### What to do
Check each line below for the word "region", and copy those that have it.

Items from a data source
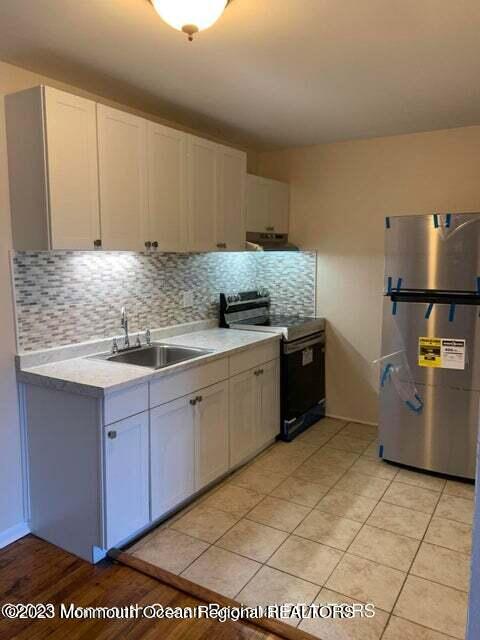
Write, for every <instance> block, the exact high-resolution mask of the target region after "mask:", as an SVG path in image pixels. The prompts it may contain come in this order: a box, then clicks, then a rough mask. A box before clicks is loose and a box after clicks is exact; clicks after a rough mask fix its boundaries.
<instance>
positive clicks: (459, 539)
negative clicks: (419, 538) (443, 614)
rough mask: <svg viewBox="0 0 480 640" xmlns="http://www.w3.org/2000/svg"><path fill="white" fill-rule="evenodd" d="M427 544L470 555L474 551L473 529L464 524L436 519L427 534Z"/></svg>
mask: <svg viewBox="0 0 480 640" xmlns="http://www.w3.org/2000/svg"><path fill="white" fill-rule="evenodd" d="M425 542H431V543H432V544H437V545H439V546H440V547H446V548H447V549H452V551H459V552H460V553H466V554H469V553H471V551H472V527H471V526H470V525H468V524H464V523H463V522H455V521H454V520H445V519H444V518H437V517H434V518H432V521H431V523H430V526H429V527H428V529H427V533H426V534H425Z"/></svg>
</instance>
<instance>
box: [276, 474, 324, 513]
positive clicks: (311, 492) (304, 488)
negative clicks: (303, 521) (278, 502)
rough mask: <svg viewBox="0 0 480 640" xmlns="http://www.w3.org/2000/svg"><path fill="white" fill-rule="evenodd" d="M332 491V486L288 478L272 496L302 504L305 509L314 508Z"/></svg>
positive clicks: (300, 479)
mask: <svg viewBox="0 0 480 640" xmlns="http://www.w3.org/2000/svg"><path fill="white" fill-rule="evenodd" d="M329 489H330V484H329V483H326V484H324V485H322V484H319V483H315V482H308V480H302V479H300V478H293V477H292V478H287V479H286V480H284V482H283V483H282V484H281V485H279V486H278V487H277V488H276V489H274V491H272V492H271V494H270V495H272V496H274V497H276V498H283V499H284V500H289V501H290V502H296V503H297V504H302V505H304V506H305V507H314V506H315V505H316V504H317V502H318V501H319V500H320V498H321V497H322V496H324V495H325V494H326V493H327V491H329Z"/></svg>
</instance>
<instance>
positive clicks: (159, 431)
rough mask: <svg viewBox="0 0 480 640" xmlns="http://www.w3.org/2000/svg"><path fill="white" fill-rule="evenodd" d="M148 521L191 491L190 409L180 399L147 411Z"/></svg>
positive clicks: (192, 431) (153, 517) (169, 507)
mask: <svg viewBox="0 0 480 640" xmlns="http://www.w3.org/2000/svg"><path fill="white" fill-rule="evenodd" d="M150 447H151V453H150V465H151V466H150V469H151V496H152V520H156V519H157V518H160V517H161V516H162V515H163V514H165V513H166V512H167V511H169V510H170V509H172V508H173V507H175V506H176V505H177V504H179V503H180V502H182V501H183V500H185V499H186V498H188V497H189V496H191V495H192V494H193V493H194V491H195V424H194V409H193V406H192V405H191V404H190V400H189V399H188V398H181V399H180V400H174V401H173V402H169V403H167V404H164V405H162V406H160V407H157V408H156V409H153V410H152V411H151V414H150Z"/></svg>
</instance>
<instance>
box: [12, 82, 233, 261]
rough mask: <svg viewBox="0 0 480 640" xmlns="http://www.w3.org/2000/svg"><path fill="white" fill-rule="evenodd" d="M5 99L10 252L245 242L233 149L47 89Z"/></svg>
mask: <svg viewBox="0 0 480 640" xmlns="http://www.w3.org/2000/svg"><path fill="white" fill-rule="evenodd" d="M5 102H6V121H7V144H8V159H9V177H10V201H11V211H12V226H13V240H14V248H15V249H16V250H36V251H38V250H56V249H80V250H89V249H94V248H95V249H101V248H103V249H107V250H113V251H142V250H145V249H147V250H149V251H150V250H152V251H155V250H159V251H174V252H180V251H218V250H227V251H239V250H243V249H244V248H245V177H246V154H245V153H244V152H243V151H238V150H236V149H232V148H230V147H227V146H225V145H221V144H218V143H216V142H212V141H210V140H205V139H203V138H199V137H197V136H193V135H190V134H187V133H184V132H182V131H177V130H175V129H172V128H169V127H165V126H163V125H160V124H157V123H155V122H152V121H150V120H147V119H145V118H141V117H139V116H136V115H133V114H131V113H127V112H125V111H122V110H120V109H113V108H111V107H108V106H105V105H103V104H97V103H95V102H93V101H91V100H86V99H84V98H80V97H78V96H74V95H71V94H69V93H66V92H63V91H59V90H57V89H53V88H51V87H35V88H33V89H28V90H26V91H21V92H19V93H15V94H12V95H9V96H7V97H6V99H5Z"/></svg>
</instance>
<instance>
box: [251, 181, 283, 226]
mask: <svg viewBox="0 0 480 640" xmlns="http://www.w3.org/2000/svg"><path fill="white" fill-rule="evenodd" d="M246 192H247V231H253V232H258V233H288V227H289V210H290V185H289V184H288V183H286V182H279V181H278V180H270V179H269V178H261V177H259V176H254V175H251V174H248V175H247V189H246Z"/></svg>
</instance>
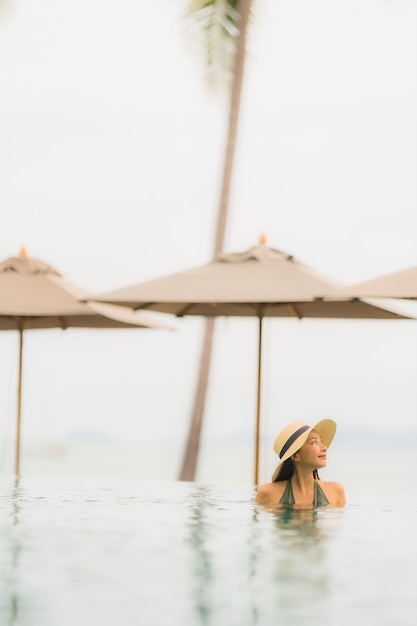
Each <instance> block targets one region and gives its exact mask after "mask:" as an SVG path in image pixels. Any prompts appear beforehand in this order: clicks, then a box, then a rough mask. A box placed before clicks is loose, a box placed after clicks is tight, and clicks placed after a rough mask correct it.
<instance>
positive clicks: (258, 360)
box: [254, 315, 262, 485]
mask: <svg viewBox="0 0 417 626" xmlns="http://www.w3.org/2000/svg"><path fill="white" fill-rule="evenodd" d="M261 369H262V315H260V316H259V344H258V396H257V402H256V438H255V476H254V484H255V485H257V484H258V475H259V440H260V430H261V428H260V427H261V373H262V372H261Z"/></svg>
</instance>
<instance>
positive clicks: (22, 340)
mask: <svg viewBox="0 0 417 626" xmlns="http://www.w3.org/2000/svg"><path fill="white" fill-rule="evenodd" d="M22 357H23V327H20V328H19V382H18V387H17V428H16V464H15V474H16V477H17V478H18V477H19V475H20V421H21V412H22Z"/></svg>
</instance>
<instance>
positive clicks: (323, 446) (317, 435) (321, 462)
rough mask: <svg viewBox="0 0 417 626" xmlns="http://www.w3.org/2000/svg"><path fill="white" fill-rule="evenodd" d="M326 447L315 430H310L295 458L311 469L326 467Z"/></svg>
mask: <svg viewBox="0 0 417 626" xmlns="http://www.w3.org/2000/svg"><path fill="white" fill-rule="evenodd" d="M326 452H327V447H326V446H325V445H324V443H323V442H322V440H321V438H320V435H319V434H318V432H317V431H315V430H312V431H311V433H310V434H309V436H308V438H307V441H306V442H305V444H304V445H303V446H302V447H301V448H300V449H299V451H298V452H297V453H296V458H295V459H294V460H297V457H298V460H299V461H300V462H301V463H302V464H303V465H306V466H308V467H309V468H311V469H319V468H321V467H326V463H327V455H326Z"/></svg>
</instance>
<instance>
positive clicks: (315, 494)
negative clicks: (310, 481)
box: [313, 480, 329, 506]
mask: <svg viewBox="0 0 417 626" xmlns="http://www.w3.org/2000/svg"><path fill="white" fill-rule="evenodd" d="M313 504H314V506H327V505H328V504H329V501H328V499H327V498H326V494H325V493H324V491H323V489H322V488H321V487H320V485H319V484H318V482H317V481H316V480H315V481H314V503H313Z"/></svg>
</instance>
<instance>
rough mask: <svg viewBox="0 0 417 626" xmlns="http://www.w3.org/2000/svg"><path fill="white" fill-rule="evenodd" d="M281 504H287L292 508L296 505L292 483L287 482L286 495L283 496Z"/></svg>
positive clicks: (285, 490)
mask: <svg viewBox="0 0 417 626" xmlns="http://www.w3.org/2000/svg"><path fill="white" fill-rule="evenodd" d="M279 503H280V504H286V505H288V506H292V505H293V504H295V500H294V494H293V492H292V486H291V481H290V480H287V484H286V486H285V489H284V493H283V494H282V496H281V500H280V501H279Z"/></svg>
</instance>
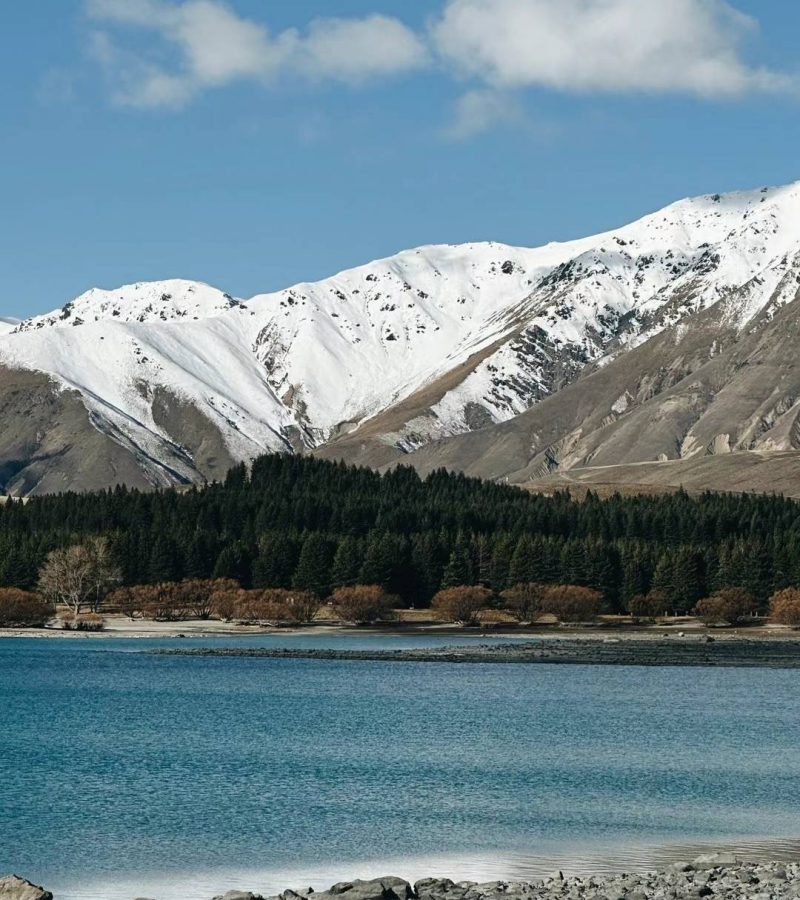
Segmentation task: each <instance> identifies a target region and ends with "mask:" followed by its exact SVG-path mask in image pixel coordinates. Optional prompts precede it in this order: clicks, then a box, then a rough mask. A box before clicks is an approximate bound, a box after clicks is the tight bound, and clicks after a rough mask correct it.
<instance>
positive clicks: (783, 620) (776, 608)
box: [769, 588, 800, 628]
mask: <svg viewBox="0 0 800 900" xmlns="http://www.w3.org/2000/svg"><path fill="white" fill-rule="evenodd" d="M769 617H770V619H771V620H772V621H773V622H774V623H775V624H776V625H791V626H792V627H793V628H798V627H800V588H784V589H783V590H781V591H776V592H775V593H774V594H773V595H772V596H771V597H770V599H769Z"/></svg>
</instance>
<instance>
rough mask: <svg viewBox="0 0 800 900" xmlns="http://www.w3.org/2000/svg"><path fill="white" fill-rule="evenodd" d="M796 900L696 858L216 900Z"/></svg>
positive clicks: (27, 899)
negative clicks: (641, 872)
mask: <svg viewBox="0 0 800 900" xmlns="http://www.w3.org/2000/svg"><path fill="white" fill-rule="evenodd" d="M310 897H313V900H701V898H705V897H708V898H711V900H715V898H717V900H796V898H797V897H800V863H796V862H792V863H784V862H768V863H755V862H744V861H742V860H741V859H739V858H738V857H737V855H736V854H733V853H713V854H708V855H704V856H699V857H697V859H695V860H694V861H693V862H691V863H689V862H681V863H675V864H673V865H672V866H670V867H669V868H668V869H665V870H662V871H660V872H646V873H638V874H617V875H603V876H585V875H581V876H573V877H566V878H565V877H564V875H563V874H562V873H561V872H554V873H553V874H552V875H550V876H549V877H548V878H545V879H543V880H541V881H535V882H534V881H526V882H509V881H489V882H484V883H479V882H475V881H452V880H451V879H449V878H423V879H421V880H420V881H417V882H416V884H414V885H413V886H412V885H411V884H409V883H408V882H407V881H405V880H404V879H402V878H397V877H394V876H388V877H384V878H375V879H371V880H369V881H361V880H356V881H345V882H340V883H339V884H334V885H333V886H332V887H330V888H329V889H328V890H327V891H321V892H319V893H315V892H314V891H313V890H312V889H311V888H308V889H306V890H303V891H292V890H287V891H284V892H283V893H282V894H278V895H277V896H275V897H268V898H264V897H262V895H261V894H254V893H251V892H250V891H228V892H227V893H226V894H222V895H221V896H218V897H215V898H214V900H308V898H310ZM0 900H53V895H52V894H50V893H48V892H47V891H45V890H43V889H42V888H38V887H36V886H35V885H32V884H31V883H30V882H28V881H24V880H23V879H21V878H18V877H17V876H15V875H12V876H10V877H8V878H3V879H0Z"/></svg>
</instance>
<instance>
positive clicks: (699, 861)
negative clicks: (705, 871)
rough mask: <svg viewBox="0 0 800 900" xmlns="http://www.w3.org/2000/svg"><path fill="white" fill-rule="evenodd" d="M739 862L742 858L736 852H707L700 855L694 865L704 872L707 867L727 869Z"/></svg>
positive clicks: (701, 870) (695, 868) (719, 868)
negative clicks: (738, 856) (737, 854)
mask: <svg viewBox="0 0 800 900" xmlns="http://www.w3.org/2000/svg"><path fill="white" fill-rule="evenodd" d="M739 863H740V860H739V858H738V857H737V856H736V854H735V853H707V854H705V855H704V856H698V857H697V859H695V860H694V861H693V862H692V865H693V866H694V867H695V869H697V870H698V871H699V872H702V871H704V870H706V869H726V868H728V867H729V866H737V865H739Z"/></svg>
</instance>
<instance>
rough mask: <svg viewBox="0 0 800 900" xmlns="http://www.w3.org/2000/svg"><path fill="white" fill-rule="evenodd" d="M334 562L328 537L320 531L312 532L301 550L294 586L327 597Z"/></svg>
mask: <svg viewBox="0 0 800 900" xmlns="http://www.w3.org/2000/svg"><path fill="white" fill-rule="evenodd" d="M332 562H333V554H332V552H331V545H330V542H329V541H328V539H327V538H326V537H325V536H324V535H322V534H320V533H319V532H316V531H312V532H310V533H309V534H307V535H306V537H305V539H304V541H303V547H302V549H301V550H300V557H299V559H298V561H297V567H296V568H295V570H294V577H293V578H292V587H294V588H296V589H297V590H300V591H313V592H314V593H315V594H318V595H319V596H320V597H327V596H328V594H329V593H330V587H331V564H332Z"/></svg>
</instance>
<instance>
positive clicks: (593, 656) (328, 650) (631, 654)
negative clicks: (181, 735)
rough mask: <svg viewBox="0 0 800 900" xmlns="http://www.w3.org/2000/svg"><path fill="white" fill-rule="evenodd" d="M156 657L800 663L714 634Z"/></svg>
mask: <svg viewBox="0 0 800 900" xmlns="http://www.w3.org/2000/svg"><path fill="white" fill-rule="evenodd" d="M149 652H150V653H153V654H155V655H158V656H212V657H214V656H216V657H226V656H237V657H247V658H252V659H314V660H340V661H348V660H349V661H362V662H366V661H371V662H417V663H419V662H425V663H428V662H435V663H551V664H557V663H561V664H573V665H581V664H582V665H603V666H728V667H732V666H736V667H742V666H748V667H761V668H774V669H797V668H800V641H799V640H785V639H784V640H781V639H764V638H744V637H739V638H733V637H726V638H714V637H710V636H709V635H686V636H684V635H680V634H676V635H674V636H670V637H659V638H652V637H638V638H637V637H624V638H613V637H606V638H600V639H598V638H580V639H575V638H541V639H538V640H535V641H526V642H524V643H508V644H478V645H472V646H458V647H457V646H447V647H428V648H418V649H401V650H343V649H335V650H334V649H315V650H313V649H296V648H285V649H268V648H258V647H251V648H247V647H231V648H225V647H213V648H212V647H197V648H194V649H193V648H190V647H179V648H160V649H156V650H152V651H149Z"/></svg>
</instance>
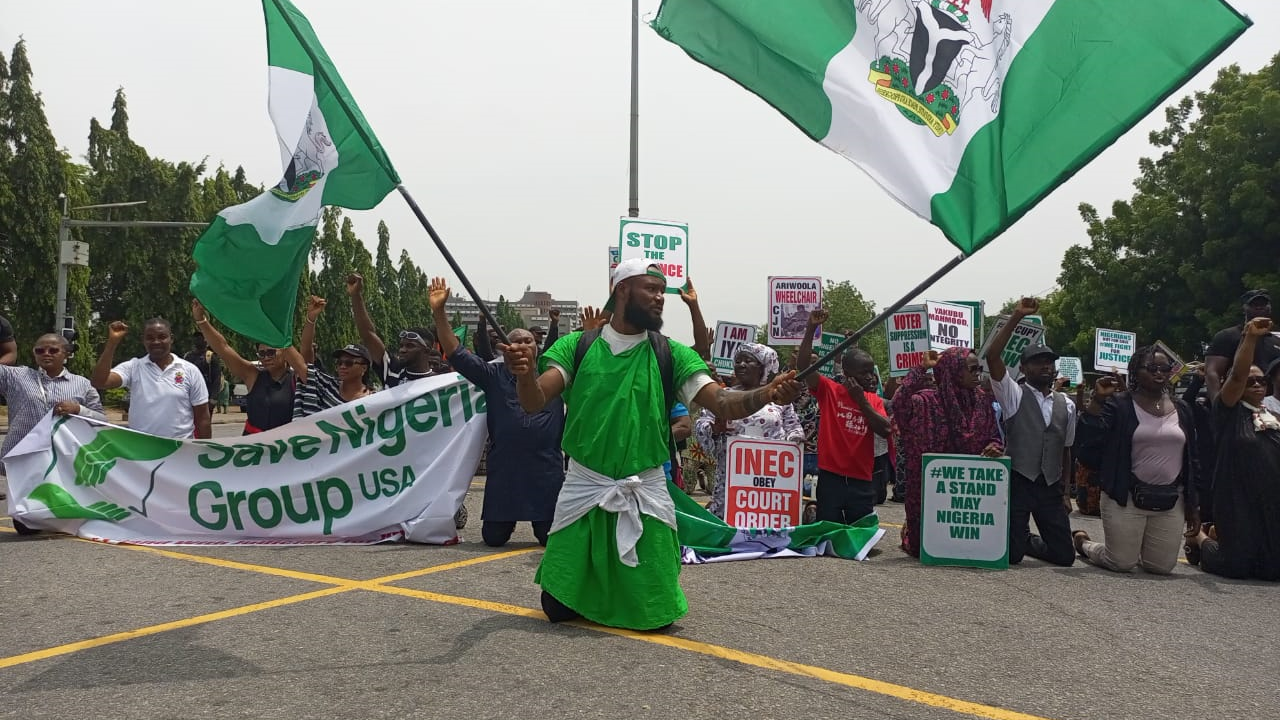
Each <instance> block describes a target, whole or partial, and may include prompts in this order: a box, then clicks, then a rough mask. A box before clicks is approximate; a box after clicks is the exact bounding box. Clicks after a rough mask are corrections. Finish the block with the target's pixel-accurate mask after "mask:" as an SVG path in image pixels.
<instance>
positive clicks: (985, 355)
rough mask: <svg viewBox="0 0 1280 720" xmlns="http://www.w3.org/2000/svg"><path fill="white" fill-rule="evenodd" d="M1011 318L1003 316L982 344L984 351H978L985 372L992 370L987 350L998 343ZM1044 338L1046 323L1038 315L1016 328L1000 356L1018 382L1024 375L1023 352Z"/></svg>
mask: <svg viewBox="0 0 1280 720" xmlns="http://www.w3.org/2000/svg"><path fill="white" fill-rule="evenodd" d="M1010 319H1011V318H1010V316H1009V315H1001V316H1000V318H997V319H996V322H995V323H993V324H992V328H991V332H989V333H987V341H986V342H983V343H982V350H979V351H978V361H980V363H982V366H983V369H984V370H991V368H988V366H987V350H989V348H991V343H992V342H995V341H996V336H997V334H1000V331H1002V329H1005V325H1007V324H1009V320H1010ZM1043 337H1044V323H1043V322H1042V320H1041V318H1039V316H1038V315H1028V316H1025V318H1023V319H1021V322H1019V323H1018V327H1016V328H1014V334H1012V337H1010V338H1009V342H1007V343H1005V350H1004V352H1001V354H1000V359H1001V360H1004V361H1005V369H1006V370H1007V372H1009V374H1010V375H1011V377H1012V378H1014V379H1015V380H1016V379H1018V378H1019V377H1021V374H1023V369H1021V365H1023V350H1024V348H1025V347H1027V346H1029V345H1034V343H1037V342H1041V340H1042V338H1043Z"/></svg>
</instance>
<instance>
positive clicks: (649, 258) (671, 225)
mask: <svg viewBox="0 0 1280 720" xmlns="http://www.w3.org/2000/svg"><path fill="white" fill-rule="evenodd" d="M618 251H620V254H618V258H620V261H622V260H631V259H634V258H640V259H644V260H649V261H650V263H653V264H654V265H658V266H659V268H662V273H663V274H664V275H667V292H668V293H678V292H680V288H682V287H685V283H686V282H689V225H687V224H686V223H677V222H671V220H645V219H641V218H621V223H620V224H618Z"/></svg>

### Reply
Write, for every <instance> block, the exact high-resolution mask of the target region after "mask:", as an SVG path in image pixels. The prompts it may contain come in this order: a box, then clicks, then a rough mask. A box before clicks is loose and a box after clicks is exact; clicks after a rough mask fix its boundaries.
Each <instance> block targets one region and gives its exact mask after "mask:" as an SVG path in image pixels. Any prompts appear beforehand in this order: clicks, then a box, then a rough mask. A box placed before clicks is loose, a box placed after clicks is tight, and clicks placed after a rough mask correct it.
Segmentation task: each <instance> identifies a target region and ends with "mask:" followed by its exact SVG-path mask in image pixel coordinates. Optional prompts precede it in this order: clicks, then a box, then a rough mask. A box before clicks is an approximate bound, a box after clicks is the tight bound, and clicks after a rough mask correct it.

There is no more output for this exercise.